Task brief: From the listing below, give the lines from the one containing "staircase visible in this UI screenshot." through the one containing "[552,302,576,313]", inclusive, as a JSON list of strings with one string per line and blank lines omitted.

─── Raw records

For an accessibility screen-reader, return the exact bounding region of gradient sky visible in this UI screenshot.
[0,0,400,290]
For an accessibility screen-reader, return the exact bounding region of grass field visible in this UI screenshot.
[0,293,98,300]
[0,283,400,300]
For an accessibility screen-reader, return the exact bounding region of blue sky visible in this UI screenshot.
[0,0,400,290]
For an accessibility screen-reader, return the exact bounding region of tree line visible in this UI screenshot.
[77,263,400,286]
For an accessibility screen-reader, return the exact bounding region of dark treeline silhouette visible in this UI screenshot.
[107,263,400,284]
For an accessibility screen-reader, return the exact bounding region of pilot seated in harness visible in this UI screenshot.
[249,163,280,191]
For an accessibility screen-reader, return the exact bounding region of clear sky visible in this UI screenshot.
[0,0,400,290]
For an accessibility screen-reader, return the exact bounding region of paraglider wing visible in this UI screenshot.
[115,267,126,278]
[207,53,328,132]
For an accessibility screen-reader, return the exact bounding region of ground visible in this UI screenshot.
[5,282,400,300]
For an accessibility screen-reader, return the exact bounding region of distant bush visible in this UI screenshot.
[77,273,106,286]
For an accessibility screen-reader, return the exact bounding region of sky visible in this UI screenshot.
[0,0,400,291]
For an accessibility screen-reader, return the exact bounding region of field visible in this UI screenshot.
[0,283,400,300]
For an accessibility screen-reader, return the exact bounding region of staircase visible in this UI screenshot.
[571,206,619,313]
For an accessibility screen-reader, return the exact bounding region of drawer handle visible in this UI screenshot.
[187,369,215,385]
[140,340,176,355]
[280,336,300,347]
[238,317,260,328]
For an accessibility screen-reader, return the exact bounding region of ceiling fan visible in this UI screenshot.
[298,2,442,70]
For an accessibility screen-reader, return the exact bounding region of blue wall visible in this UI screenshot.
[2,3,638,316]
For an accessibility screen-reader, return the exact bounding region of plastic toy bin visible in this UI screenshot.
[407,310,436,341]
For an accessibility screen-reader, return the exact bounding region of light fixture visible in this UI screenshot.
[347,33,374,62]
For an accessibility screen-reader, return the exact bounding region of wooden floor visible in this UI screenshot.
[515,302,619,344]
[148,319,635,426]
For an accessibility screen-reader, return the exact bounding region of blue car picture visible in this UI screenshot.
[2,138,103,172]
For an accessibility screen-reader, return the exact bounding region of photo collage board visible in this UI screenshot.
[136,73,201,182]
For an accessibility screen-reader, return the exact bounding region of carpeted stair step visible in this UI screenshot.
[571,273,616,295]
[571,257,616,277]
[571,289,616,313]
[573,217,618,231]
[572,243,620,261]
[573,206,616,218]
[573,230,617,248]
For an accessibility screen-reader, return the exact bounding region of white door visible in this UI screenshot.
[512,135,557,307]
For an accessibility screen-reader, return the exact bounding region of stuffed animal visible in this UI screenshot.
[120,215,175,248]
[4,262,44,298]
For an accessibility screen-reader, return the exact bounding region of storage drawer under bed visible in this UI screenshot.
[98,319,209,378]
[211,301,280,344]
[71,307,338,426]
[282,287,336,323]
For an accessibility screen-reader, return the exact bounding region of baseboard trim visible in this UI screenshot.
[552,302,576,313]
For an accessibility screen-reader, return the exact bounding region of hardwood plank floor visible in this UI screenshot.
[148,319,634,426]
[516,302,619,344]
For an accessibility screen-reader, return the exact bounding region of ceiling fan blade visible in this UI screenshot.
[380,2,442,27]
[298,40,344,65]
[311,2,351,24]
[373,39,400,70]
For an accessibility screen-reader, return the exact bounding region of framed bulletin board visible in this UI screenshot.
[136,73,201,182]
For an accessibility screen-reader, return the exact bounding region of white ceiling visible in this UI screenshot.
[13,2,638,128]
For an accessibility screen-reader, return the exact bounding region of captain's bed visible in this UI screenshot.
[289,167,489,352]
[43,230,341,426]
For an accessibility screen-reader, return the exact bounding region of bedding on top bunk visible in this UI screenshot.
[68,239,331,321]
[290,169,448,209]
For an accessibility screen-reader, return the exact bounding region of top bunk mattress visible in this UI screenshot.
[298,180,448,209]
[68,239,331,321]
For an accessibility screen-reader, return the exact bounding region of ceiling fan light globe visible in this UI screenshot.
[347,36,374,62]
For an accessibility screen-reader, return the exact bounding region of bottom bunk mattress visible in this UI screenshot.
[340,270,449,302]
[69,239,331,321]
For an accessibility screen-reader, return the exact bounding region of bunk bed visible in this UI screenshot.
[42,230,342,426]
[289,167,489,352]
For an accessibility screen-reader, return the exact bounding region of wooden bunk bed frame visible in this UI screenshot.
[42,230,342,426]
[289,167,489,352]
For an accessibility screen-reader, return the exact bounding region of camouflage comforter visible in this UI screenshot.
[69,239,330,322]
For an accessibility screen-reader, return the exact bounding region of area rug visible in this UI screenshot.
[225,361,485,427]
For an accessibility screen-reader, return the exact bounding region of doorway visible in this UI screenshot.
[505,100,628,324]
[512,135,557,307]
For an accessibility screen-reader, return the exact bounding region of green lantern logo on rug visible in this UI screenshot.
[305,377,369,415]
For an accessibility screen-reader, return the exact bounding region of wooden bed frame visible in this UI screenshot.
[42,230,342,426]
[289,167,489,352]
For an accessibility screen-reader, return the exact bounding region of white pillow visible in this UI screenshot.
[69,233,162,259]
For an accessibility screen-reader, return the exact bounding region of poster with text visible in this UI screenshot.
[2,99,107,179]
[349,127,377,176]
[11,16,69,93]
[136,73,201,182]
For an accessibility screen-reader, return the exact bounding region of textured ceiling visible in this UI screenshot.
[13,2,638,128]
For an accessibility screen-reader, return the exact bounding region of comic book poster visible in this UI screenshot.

──────

Solution to the exercise:
[
  "For an accessibility screen-reader, return the exact bounding region of staircase visible in this UI screenshot.",
  "[571,206,619,313]",
  "For an accessibility screen-reader, return the exact bounding region of drawer handle visible in this UI screenshot.",
  "[187,369,215,385]",
  "[140,340,176,355]",
  "[280,336,300,347]",
  "[238,317,260,328]",
  "For an accessibility screen-reader, return the exact bounding region of ceiling fan visible in this UI screenshot.",
  "[298,2,442,70]",
  "For an accessibility screen-reader, return the exact bounding region of blue wall visible in this UI screenshot.",
  "[2,3,638,316]",
  "For an accessibility screen-reader, return the exact bounding region of plastic toy bin visible in this UI screenshot.",
  "[407,310,436,341]",
  "For an accessibility screen-reader, return the exact bounding region of light fixture visible in this UI screenshot.",
  "[347,33,374,62]",
  "For an accessibility screen-reader, return the exact bounding region of wooden floor visible in this UI screenshot.",
  "[515,302,619,344]",
  "[148,319,635,426]",
  "For an accessibility screen-reader, return the exact bounding region of blue car picture visible in this UI screenshot.",
  "[2,138,103,172]",
  "For an accessibility screen-reader, return the exact bounding region of photo collage board visible in this UI screenshot.",
  "[136,73,201,182]",
  "For an accessibility screen-reader, return the exact bounding region of carpeted stair step visible in this UI screenshot.",
  "[571,273,616,295]",
  "[571,257,616,277]",
  "[571,289,616,313]",
  "[573,217,618,231]",
  "[572,243,620,261]",
  "[573,206,616,218]",
  "[573,230,617,248]",
  "For an accessibility screen-reader, return the exact bounding region of white door visible in this UI screenshot.",
  "[512,135,557,307]",
  "For an accessibility screen-reader, return the exact bounding region of stuffed animal visible in this UI screenshot.",
  "[120,215,175,248]",
  "[4,262,44,298]",
  "For an accessibility screen-reader, return the exact bounding region of storage drawer under bed visible in this UI screenshot.",
  "[98,319,209,378]",
  "[211,301,280,344]",
  "[71,307,338,426]",
  "[282,287,336,323]",
  "For an accessibility screen-reader, return the exact bounding region of baseboard trim visible in this UI screenshot.",
  "[552,302,576,313]"
]